(Records from a collection)
--- START ---

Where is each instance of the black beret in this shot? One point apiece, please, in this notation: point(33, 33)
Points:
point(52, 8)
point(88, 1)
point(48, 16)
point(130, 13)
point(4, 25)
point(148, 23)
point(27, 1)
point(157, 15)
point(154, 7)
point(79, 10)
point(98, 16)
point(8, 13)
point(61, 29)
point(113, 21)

--- END ---

All of the records above are to be set down again exactly.

Where is each instance of the black beret in this shot? One point apiece, please, in this notation: point(33, 33)
Points:
point(52, 8)
point(88, 1)
point(48, 16)
point(130, 13)
point(4, 25)
point(148, 23)
point(27, 1)
point(157, 15)
point(154, 7)
point(79, 10)
point(98, 16)
point(8, 13)
point(61, 29)
point(113, 21)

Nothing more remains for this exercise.